It is required that all of the data be written out exactly.

Coordinate annotation records:
------------------------

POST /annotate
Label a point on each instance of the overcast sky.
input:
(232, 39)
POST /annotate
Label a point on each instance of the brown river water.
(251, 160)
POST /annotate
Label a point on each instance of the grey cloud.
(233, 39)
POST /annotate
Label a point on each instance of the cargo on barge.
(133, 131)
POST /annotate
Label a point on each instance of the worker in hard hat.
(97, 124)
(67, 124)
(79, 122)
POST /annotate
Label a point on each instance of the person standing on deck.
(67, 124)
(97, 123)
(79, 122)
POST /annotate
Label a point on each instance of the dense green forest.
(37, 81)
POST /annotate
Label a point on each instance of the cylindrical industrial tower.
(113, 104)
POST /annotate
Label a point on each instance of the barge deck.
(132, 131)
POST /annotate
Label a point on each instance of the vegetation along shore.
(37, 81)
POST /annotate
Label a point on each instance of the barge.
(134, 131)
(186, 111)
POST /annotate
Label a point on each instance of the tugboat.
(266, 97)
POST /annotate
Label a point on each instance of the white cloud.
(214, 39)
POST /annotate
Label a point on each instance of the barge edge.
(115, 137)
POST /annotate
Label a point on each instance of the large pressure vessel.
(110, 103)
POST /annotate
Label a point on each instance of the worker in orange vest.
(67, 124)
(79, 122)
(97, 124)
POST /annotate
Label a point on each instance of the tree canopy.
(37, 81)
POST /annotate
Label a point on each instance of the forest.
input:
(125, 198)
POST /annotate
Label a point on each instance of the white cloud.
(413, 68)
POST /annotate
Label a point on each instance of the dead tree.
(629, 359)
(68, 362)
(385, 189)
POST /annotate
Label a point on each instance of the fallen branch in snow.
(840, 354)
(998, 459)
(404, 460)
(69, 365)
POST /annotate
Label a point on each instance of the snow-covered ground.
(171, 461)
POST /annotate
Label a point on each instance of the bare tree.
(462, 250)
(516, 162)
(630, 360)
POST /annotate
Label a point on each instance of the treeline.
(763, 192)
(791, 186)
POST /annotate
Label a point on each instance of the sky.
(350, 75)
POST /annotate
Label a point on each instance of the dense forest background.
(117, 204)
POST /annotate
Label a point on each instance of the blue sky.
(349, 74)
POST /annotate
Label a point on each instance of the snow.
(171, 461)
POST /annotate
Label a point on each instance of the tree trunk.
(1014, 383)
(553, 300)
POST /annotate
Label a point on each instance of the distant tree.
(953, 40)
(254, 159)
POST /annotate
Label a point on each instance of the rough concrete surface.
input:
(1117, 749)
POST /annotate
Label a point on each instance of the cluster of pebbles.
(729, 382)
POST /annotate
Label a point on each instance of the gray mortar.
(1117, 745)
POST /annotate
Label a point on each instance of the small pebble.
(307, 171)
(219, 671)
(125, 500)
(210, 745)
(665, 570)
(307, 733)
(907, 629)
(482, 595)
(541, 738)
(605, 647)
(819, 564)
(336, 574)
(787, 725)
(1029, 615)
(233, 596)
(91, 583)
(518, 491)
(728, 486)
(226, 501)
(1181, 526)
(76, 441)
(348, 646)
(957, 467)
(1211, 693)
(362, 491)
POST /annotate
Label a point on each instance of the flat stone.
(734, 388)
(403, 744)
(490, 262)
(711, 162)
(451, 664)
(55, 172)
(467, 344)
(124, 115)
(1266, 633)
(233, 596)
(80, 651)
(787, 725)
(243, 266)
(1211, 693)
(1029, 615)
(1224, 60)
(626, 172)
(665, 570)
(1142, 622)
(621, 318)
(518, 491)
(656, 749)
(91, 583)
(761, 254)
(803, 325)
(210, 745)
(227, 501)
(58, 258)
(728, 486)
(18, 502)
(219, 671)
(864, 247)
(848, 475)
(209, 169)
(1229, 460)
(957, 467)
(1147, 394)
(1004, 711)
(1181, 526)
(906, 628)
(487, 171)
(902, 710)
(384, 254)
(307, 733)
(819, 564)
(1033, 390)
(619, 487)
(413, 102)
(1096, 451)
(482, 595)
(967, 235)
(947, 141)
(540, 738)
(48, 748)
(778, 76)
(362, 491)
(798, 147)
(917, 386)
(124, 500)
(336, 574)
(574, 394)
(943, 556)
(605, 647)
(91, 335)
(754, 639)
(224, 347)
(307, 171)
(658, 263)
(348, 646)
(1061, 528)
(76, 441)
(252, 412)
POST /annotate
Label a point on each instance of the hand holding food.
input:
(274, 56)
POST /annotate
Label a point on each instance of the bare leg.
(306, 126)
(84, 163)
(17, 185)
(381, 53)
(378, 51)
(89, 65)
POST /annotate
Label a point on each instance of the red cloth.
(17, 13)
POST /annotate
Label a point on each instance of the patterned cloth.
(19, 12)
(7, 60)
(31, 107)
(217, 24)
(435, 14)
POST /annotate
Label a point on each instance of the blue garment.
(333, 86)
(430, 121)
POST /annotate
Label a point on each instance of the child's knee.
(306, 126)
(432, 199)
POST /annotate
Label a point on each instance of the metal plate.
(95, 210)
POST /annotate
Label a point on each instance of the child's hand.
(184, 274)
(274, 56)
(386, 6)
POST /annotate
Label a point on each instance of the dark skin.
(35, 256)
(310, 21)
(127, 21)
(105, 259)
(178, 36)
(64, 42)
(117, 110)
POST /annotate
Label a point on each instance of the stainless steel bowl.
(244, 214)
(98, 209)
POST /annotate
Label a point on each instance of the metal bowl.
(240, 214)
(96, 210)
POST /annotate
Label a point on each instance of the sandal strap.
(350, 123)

------------------------

**EXERCISE SOLUTION**
POST /annotate
Label a point on each instance of the overcast sky.
input:
(232, 39)
POST /annotate
Label a point on each instance of the brown river water.
(251, 160)
POST /annotate
Label a point on each instance of the grey cloud.
(233, 39)
POST /annotate
Label a point on each instance of the cargo on barge.
(133, 131)
POST /annotate
Label a point on each instance of the worker in hard hat.
(97, 124)
(67, 124)
(79, 122)
POST /annotate
Label a point on each instance of the person standing on deck.
(67, 124)
(97, 123)
(79, 122)
POST /annotate
Label a point on each instance of the dense green forest.
(37, 81)
POST /annotate
Label a point on each instance of the cylindrical industrial tower.
(113, 104)
POST /annotate
Label a point on each instance of the barge deck.
(132, 131)
POST /annotate
Label a point on each instance of the vegetation along shore.
(37, 81)
POST /annotate
Label a point on each instance of the barge.
(134, 131)
(186, 111)
POST /annotate
Label a point on each instance of the tugboat.
(266, 97)
POST /annotate
Label a point on each instance of the white cloud.
(214, 39)
POST /annotate
Label a point on each instance of the barge edge.
(115, 137)
POST /annotate
Label a point on each instance of the large pressure vessel.
(110, 103)
POST /annotate
Label a point on each instance of the worker in orange vest.
(67, 124)
(79, 122)
(97, 124)
POST /annotate
Label a point on each instance of the tree canopy.
(37, 81)
POST /annotate
Label a point on each instance of the forest.
input:
(125, 198)
POST /annotate
Label a point on each instance of the white cloud.
(413, 68)
POST /annotate
Label a point on each instance of the dead tree.
(629, 359)
(68, 362)
(385, 189)
POST /annotate
Label a point on each instance of the fallen branch in snow.
(840, 354)
(998, 459)
(404, 460)
(69, 365)
POST /annotate
Label a point on each instance of the snow-covered ground.
(171, 461)
POST /annotate
Label a point on each instance of the bare tree.
(462, 250)
(516, 162)
(630, 360)
POST /annotate
Label a point on each instance of the treeline.
(763, 192)
(791, 186)
POST /annotate
Label a point on each instance of the sky.
(350, 75)
POST /annotate
Label a point on each instance of the dense forest background.
(117, 204)
POST /annotate
Label a point on each instance of the blue sky.
(349, 74)
POST /annotate
Label a point on each instance of the snow.
(171, 461)
POST /annotate
Label a point on each instance of the tree trunk.
(1014, 383)
(553, 300)
POST /annotate
Label a point on each instance of the distant tree.
(953, 40)
(254, 159)
POST /annotate
Label a point on each instance of the rough concrete surface.
input:
(1117, 749)
POST /annotate
Label a point on each instance of the cluster of pebbles.
(729, 382)
POST /annotate
Label a point on each instance of the gray mortar.
(1117, 745)
POST /annotate
Label a point on each instance of the small pebble.
(307, 171)
(219, 671)
(125, 500)
(210, 745)
(665, 570)
(307, 733)
(907, 629)
(482, 595)
(541, 738)
(605, 647)
(819, 564)
(336, 574)
(787, 725)
(1029, 615)
(233, 596)
(91, 583)
(518, 491)
(728, 486)
(226, 501)
(1181, 526)
(76, 441)
(348, 646)
(957, 467)
(1211, 693)
(362, 491)
POST /annotate
Label a point on each instance of the flat stone.
(734, 388)
(403, 744)
(490, 262)
(711, 162)
(451, 664)
(55, 172)
(467, 344)
(124, 115)
(1266, 633)
(233, 596)
(80, 651)
(787, 725)
(243, 266)
(1211, 693)
(1029, 615)
(1224, 60)
(626, 172)
(665, 570)
(1142, 622)
(621, 318)
(518, 491)
(656, 749)
(91, 583)
(761, 254)
(803, 325)
(210, 745)
(227, 501)
(58, 258)
(728, 486)
(18, 502)
(219, 671)
(864, 247)
(848, 475)
(209, 169)
(1229, 460)
(957, 467)
(1147, 394)
(1004, 711)
(1181, 526)
(906, 628)
(487, 171)
(902, 710)
(384, 254)
(307, 733)
(819, 564)
(1033, 390)
(619, 487)
(413, 102)
(1096, 451)
(482, 595)
(967, 235)
(947, 141)
(540, 738)
(48, 748)
(778, 76)
(362, 491)
(798, 147)
(917, 386)
(124, 500)
(336, 574)
(574, 394)
(943, 556)
(605, 647)
(91, 335)
(754, 639)
(224, 347)
(307, 171)
(658, 263)
(348, 646)
(1061, 528)
(76, 441)
(252, 412)
POST /annotate
Label a point on each instance of the hand holding food.
input:
(274, 56)
POST /annotate
Label a point on each instance of the bare leg.
(306, 126)
(84, 163)
(17, 185)
(381, 53)
(378, 51)
(89, 65)
POST /annotate
Label a point on each instance of the red cloth.
(17, 13)
POST /annotate
Label a point on each instance of the patterned cloth.
(19, 12)
(7, 60)
(31, 107)
(217, 24)
(435, 14)
POST /annotate
Label a point on each instance of the blue garment.
(333, 86)
(430, 121)
POST /annotate
Label a point on each instance of the child's knee.
(306, 126)
(432, 199)
POST /annotate
Label a point on each instance of the metal plate.
(95, 210)
POST /annotate
Label a point on each instance of the child's hand.
(184, 274)
(274, 56)
(386, 6)
POST /annotate
Label a point on each instance of the dark skin.
(35, 256)
(310, 21)
(127, 21)
(105, 259)
(178, 36)
(64, 42)
(117, 110)
POST /annotate
Label a point on each instance of the stainless steel bowl.
(244, 214)
(98, 209)
POST /annotate
Label a point on each instance of the metal bowl.
(240, 214)
(96, 210)
POST /annotate
Label a point on each instance of the sandal strap.
(350, 123)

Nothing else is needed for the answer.